Locate every line below that contains the word "broken", and copy each of those lines.

==*==

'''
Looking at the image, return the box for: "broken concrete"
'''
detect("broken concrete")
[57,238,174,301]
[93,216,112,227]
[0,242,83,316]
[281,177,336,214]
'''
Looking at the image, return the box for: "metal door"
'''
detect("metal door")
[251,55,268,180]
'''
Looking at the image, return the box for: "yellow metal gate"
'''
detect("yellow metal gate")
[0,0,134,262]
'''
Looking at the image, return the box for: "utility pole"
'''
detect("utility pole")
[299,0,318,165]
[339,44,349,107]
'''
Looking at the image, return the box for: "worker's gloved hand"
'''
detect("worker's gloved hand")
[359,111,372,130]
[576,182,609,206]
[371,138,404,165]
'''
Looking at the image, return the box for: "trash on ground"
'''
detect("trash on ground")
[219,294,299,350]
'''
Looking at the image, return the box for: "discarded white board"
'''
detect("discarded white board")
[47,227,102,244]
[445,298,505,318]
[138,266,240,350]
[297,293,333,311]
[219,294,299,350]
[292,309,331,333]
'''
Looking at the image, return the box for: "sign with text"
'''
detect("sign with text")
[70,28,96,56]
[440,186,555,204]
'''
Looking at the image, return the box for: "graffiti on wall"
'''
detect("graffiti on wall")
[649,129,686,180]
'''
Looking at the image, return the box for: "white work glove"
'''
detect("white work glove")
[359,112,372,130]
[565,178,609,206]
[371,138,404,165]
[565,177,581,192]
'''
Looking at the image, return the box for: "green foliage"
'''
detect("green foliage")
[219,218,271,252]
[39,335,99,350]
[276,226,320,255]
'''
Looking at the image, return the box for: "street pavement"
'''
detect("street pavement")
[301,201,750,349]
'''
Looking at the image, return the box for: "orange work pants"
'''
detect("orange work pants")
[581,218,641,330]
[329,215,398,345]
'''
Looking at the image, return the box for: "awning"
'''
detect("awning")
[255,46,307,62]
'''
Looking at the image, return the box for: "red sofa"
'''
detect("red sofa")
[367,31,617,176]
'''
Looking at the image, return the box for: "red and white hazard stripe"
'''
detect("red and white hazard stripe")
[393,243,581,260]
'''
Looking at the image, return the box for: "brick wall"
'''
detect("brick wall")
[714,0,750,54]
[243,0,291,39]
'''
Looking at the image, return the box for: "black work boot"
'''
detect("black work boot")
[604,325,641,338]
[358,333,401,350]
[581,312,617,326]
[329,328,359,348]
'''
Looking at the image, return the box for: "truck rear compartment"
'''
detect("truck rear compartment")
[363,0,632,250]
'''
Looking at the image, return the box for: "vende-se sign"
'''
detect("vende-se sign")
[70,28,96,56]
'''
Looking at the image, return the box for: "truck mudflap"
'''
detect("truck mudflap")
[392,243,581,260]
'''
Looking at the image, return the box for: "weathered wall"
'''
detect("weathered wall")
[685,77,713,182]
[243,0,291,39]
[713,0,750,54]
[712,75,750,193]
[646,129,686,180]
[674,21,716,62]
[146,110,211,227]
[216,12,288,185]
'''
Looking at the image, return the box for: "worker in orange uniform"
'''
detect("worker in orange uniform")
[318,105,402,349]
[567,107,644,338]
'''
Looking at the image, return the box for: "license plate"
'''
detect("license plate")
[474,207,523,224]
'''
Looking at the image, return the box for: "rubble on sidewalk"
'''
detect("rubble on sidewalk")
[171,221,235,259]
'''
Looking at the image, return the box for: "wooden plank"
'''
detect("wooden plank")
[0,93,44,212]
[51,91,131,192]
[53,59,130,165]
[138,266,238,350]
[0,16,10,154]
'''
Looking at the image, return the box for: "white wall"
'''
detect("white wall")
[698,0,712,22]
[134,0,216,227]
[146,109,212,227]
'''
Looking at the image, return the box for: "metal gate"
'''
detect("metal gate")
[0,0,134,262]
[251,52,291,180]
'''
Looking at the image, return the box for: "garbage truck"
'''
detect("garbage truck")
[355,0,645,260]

==*==

ANSWER:
Looking at the image, return the box for: "broken concrete"
detect("broken concrete")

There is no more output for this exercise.